• To be done:
Copy the lines verbatim, starting at the line that contains "Find — the hand, a marker for each instance" and continuing through the end of the items.

(Object point labels)

• • •

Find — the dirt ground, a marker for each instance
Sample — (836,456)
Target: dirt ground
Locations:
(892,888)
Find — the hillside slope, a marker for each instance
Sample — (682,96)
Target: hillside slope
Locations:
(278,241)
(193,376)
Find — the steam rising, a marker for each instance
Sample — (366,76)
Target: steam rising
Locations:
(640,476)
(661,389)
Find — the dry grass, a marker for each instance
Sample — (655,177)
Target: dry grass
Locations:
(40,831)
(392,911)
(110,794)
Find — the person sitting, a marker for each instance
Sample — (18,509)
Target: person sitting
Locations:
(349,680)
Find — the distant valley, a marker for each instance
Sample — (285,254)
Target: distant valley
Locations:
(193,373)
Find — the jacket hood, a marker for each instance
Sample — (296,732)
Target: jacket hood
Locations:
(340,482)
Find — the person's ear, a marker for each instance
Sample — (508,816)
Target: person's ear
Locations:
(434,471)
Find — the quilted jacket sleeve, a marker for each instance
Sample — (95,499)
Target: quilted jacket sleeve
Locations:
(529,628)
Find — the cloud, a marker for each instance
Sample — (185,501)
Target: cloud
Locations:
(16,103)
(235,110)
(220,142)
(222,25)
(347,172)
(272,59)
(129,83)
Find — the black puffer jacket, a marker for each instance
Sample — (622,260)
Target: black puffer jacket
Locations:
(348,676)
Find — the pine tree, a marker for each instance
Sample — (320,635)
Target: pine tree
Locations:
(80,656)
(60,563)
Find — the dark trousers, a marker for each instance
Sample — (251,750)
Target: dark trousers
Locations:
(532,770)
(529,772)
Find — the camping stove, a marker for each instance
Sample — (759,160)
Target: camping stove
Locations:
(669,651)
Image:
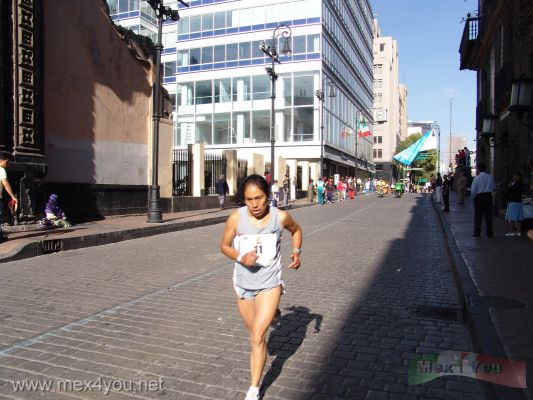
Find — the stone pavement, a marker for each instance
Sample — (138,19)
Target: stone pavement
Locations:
(27,244)
(495,276)
(352,316)
(163,308)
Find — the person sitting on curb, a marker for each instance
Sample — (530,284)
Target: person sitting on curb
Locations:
(54,213)
(4,184)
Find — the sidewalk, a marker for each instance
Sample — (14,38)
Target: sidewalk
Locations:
(496,277)
(26,244)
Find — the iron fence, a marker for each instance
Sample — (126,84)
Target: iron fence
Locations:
(214,167)
(242,173)
(181,173)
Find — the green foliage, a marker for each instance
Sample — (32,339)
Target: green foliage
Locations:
(428,164)
(408,142)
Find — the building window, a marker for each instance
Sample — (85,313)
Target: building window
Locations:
(196,55)
(232,51)
(261,126)
(245,51)
(298,44)
(223,131)
(207,55)
(170,68)
(220,20)
(219,53)
(261,87)
(303,124)
(204,93)
(241,89)
(241,126)
(204,126)
(303,90)
(223,90)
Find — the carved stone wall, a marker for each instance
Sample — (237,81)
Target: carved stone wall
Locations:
(21,134)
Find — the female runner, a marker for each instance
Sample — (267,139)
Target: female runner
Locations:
(252,237)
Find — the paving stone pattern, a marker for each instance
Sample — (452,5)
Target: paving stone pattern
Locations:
(162,308)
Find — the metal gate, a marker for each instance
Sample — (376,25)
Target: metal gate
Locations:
(214,167)
(242,173)
(182,173)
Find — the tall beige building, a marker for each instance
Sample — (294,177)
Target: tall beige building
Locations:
(403,111)
(387,113)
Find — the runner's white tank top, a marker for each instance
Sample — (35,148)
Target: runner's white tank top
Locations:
(266,241)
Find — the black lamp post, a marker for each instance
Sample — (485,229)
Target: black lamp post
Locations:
(522,100)
(488,128)
(285,32)
(321,96)
(163,14)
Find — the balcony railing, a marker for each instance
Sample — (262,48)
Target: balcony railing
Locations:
(468,41)
(502,85)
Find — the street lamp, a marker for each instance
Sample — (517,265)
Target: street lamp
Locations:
(522,100)
(321,96)
(285,32)
(163,13)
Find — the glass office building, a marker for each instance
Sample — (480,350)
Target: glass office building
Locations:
(215,73)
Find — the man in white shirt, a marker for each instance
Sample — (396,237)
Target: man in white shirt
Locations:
(481,190)
(4,183)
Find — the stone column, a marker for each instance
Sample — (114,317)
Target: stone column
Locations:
(256,164)
(281,167)
(314,171)
(292,174)
(305,174)
(164,165)
(198,169)
(231,170)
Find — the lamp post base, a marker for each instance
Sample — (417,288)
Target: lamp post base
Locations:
(155,214)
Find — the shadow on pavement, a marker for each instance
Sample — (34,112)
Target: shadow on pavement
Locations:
(287,336)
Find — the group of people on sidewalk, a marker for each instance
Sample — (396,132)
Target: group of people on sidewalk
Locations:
(481,190)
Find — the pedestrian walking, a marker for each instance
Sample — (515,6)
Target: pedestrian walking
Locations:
(460,185)
(222,190)
(275,194)
(4,184)
(286,193)
(515,210)
(320,187)
(252,237)
(482,187)
(438,188)
(330,187)
(446,183)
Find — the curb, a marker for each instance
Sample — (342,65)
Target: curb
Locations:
(42,247)
(485,338)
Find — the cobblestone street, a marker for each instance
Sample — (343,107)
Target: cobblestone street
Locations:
(160,312)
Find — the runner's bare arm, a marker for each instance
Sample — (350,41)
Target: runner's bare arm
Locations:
(290,224)
(226,245)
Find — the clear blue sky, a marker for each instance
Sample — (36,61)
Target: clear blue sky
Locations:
(428,33)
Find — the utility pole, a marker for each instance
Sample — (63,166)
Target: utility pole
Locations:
(450,142)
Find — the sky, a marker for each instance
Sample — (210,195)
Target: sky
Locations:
(428,34)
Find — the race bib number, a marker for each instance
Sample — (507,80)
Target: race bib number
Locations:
(264,245)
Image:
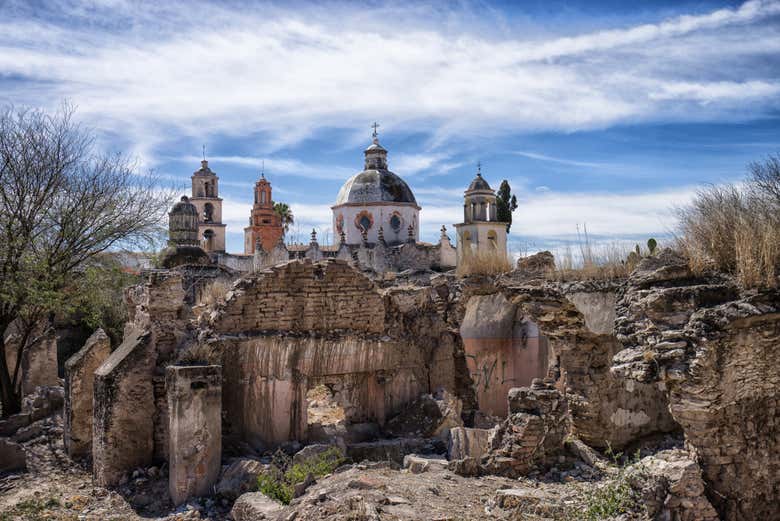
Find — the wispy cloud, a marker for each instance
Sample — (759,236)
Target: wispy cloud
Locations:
(285,72)
(543,157)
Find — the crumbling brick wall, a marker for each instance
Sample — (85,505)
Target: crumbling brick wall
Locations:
(302,296)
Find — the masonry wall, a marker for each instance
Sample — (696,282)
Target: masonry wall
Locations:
(79,393)
(302,296)
(266,379)
(195,416)
(124,409)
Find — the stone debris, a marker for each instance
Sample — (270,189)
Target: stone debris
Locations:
(255,506)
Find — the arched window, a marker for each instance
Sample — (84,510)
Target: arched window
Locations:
(492,240)
(208,240)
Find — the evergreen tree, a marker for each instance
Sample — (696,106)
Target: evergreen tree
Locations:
(506,203)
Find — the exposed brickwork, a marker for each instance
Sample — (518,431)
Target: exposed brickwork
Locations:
(303,296)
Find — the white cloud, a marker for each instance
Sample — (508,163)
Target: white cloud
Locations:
(285,72)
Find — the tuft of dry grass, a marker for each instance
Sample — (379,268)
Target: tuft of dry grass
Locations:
(604,261)
(483,262)
(736,228)
(213,293)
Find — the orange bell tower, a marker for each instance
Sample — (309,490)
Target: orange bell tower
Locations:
(264,224)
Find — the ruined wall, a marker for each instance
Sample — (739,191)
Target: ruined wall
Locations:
(302,296)
(79,393)
(124,409)
(503,350)
(718,353)
(195,411)
(297,325)
(266,379)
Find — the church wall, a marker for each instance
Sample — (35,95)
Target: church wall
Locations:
(381,215)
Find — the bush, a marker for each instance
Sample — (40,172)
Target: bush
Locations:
(736,228)
(616,497)
(483,262)
(279,481)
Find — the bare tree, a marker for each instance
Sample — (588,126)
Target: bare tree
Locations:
(61,204)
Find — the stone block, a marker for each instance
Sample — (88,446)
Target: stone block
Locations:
(195,423)
(255,506)
(124,409)
(12,456)
(79,393)
(466,442)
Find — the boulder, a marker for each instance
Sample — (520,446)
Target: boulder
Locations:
(419,464)
(12,456)
(239,477)
(466,442)
(671,487)
(255,506)
(431,415)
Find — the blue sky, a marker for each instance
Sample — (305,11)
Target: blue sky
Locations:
(603,114)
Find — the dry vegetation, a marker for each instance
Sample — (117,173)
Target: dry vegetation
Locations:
(213,293)
(735,228)
(484,262)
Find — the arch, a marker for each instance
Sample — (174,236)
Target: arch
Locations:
(492,239)
(208,239)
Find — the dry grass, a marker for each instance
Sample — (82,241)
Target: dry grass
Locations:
(483,262)
(736,228)
(213,293)
(588,261)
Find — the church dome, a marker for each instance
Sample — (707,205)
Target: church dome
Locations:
(479,184)
(375,186)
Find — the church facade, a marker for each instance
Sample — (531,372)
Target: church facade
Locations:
(376,223)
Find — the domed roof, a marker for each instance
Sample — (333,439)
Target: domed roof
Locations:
(184,207)
(479,184)
(375,186)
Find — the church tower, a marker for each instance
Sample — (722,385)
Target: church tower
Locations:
(205,197)
(480,230)
(265,225)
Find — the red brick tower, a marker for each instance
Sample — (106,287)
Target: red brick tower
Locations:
(264,224)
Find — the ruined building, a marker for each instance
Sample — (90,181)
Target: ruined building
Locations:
(265,226)
(205,197)
(480,230)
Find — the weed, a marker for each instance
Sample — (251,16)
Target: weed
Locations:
(279,481)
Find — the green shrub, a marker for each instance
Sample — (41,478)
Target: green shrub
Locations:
(616,497)
(279,481)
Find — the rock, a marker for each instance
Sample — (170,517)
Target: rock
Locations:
(671,486)
(12,456)
(255,506)
(419,464)
(431,415)
(465,467)
(538,264)
(300,488)
(312,451)
(466,442)
(533,433)
(239,477)
(394,450)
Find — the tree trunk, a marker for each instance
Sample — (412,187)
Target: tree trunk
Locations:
(10,399)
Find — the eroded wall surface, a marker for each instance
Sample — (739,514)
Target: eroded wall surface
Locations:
(717,352)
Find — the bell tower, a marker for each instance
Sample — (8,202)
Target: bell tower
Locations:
(265,225)
(480,230)
(205,197)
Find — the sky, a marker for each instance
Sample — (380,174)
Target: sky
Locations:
(602,115)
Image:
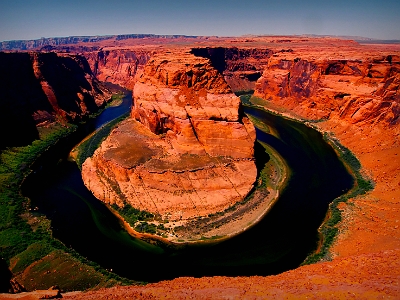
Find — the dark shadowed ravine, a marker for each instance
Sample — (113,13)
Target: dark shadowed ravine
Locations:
(279,242)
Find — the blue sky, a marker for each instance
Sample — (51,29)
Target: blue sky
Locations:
(33,19)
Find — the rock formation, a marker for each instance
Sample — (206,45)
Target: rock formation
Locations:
(357,90)
(241,67)
(37,88)
(190,155)
(118,66)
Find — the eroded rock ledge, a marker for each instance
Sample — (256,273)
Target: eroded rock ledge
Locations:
(188,154)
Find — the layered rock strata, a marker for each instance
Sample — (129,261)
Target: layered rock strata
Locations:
(38,88)
(356,90)
(190,155)
(118,66)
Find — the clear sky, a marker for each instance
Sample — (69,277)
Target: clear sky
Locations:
(33,19)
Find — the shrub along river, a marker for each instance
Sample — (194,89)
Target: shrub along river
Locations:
(279,242)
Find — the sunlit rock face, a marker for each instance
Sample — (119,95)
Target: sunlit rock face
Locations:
(41,88)
(185,153)
(362,90)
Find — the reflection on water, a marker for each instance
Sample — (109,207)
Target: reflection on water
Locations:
(279,242)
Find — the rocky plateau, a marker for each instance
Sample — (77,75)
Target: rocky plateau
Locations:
(351,89)
(185,153)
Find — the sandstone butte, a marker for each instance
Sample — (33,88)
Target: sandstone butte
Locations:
(354,89)
(188,155)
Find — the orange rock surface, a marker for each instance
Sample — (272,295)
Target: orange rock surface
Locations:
(354,88)
(203,161)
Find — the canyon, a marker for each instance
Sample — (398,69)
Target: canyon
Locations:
(41,88)
(345,89)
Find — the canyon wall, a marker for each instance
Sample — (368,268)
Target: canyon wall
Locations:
(355,90)
(54,42)
(38,88)
(118,66)
(241,67)
(190,155)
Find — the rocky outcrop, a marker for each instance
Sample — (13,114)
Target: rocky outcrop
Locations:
(362,90)
(190,155)
(37,88)
(241,67)
(118,66)
(73,40)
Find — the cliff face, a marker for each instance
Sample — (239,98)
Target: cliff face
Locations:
(200,162)
(241,67)
(117,66)
(363,90)
(38,88)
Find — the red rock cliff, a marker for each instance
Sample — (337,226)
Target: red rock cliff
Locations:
(202,160)
(356,90)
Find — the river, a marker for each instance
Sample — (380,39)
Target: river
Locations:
(279,242)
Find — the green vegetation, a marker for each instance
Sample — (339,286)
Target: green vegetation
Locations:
(26,238)
(328,230)
(88,146)
(362,185)
(244,93)
(133,215)
(116,99)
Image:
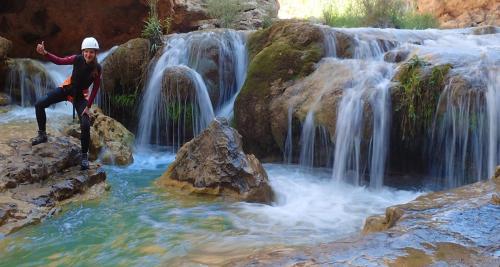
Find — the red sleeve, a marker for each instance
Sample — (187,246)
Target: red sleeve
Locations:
(95,88)
(60,61)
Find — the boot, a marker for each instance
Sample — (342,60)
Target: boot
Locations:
(41,138)
(85,161)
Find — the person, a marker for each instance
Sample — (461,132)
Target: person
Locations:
(86,71)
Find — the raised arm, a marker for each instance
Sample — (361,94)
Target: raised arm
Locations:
(40,48)
(60,60)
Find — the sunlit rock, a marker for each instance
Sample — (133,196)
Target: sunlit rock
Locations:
(214,163)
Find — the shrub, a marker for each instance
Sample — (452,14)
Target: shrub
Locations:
(416,21)
(225,11)
(377,13)
(154,28)
(349,18)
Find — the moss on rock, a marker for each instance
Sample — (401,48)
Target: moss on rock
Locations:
(418,95)
(284,52)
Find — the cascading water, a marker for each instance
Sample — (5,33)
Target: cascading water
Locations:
(464,143)
(199,54)
(371,80)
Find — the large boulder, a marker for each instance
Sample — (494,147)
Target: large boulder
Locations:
(34,180)
(460,13)
(110,140)
(284,52)
(214,163)
(124,75)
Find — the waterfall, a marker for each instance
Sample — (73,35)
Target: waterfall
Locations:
(465,140)
(198,54)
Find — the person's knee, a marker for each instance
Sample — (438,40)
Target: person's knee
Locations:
(39,104)
(85,123)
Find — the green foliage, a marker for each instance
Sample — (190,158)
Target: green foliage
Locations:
(124,101)
(154,28)
(418,95)
(267,20)
(416,21)
(177,111)
(225,11)
(377,13)
(349,18)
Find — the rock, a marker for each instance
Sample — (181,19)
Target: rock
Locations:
(396,56)
(124,67)
(28,204)
(214,163)
(381,223)
(460,13)
(124,73)
(5,48)
(414,116)
(27,79)
(4,99)
(29,21)
(108,137)
(33,180)
(192,14)
(34,164)
(488,29)
(286,51)
(257,13)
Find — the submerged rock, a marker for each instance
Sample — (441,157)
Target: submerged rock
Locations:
(455,227)
(34,180)
(109,139)
(214,163)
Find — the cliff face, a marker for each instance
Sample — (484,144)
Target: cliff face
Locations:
(462,13)
(63,24)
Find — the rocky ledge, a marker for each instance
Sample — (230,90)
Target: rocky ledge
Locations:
(214,163)
(35,181)
(458,227)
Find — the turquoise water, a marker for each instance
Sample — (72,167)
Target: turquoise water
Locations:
(137,224)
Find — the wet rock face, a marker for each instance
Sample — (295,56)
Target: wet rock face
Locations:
(214,163)
(460,13)
(192,14)
(26,79)
(33,180)
(109,139)
(284,52)
(29,164)
(124,74)
(5,48)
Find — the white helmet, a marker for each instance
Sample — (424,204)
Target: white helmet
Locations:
(90,43)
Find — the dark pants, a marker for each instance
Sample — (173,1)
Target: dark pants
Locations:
(59,95)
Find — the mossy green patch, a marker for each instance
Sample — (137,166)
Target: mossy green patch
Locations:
(286,51)
(418,95)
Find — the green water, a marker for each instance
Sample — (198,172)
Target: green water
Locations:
(137,224)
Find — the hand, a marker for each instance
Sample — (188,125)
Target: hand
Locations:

• • •

• Output for this task:
Find — the hand, a marker for each instance
Sample — (188,125)
Target: hand
Locations:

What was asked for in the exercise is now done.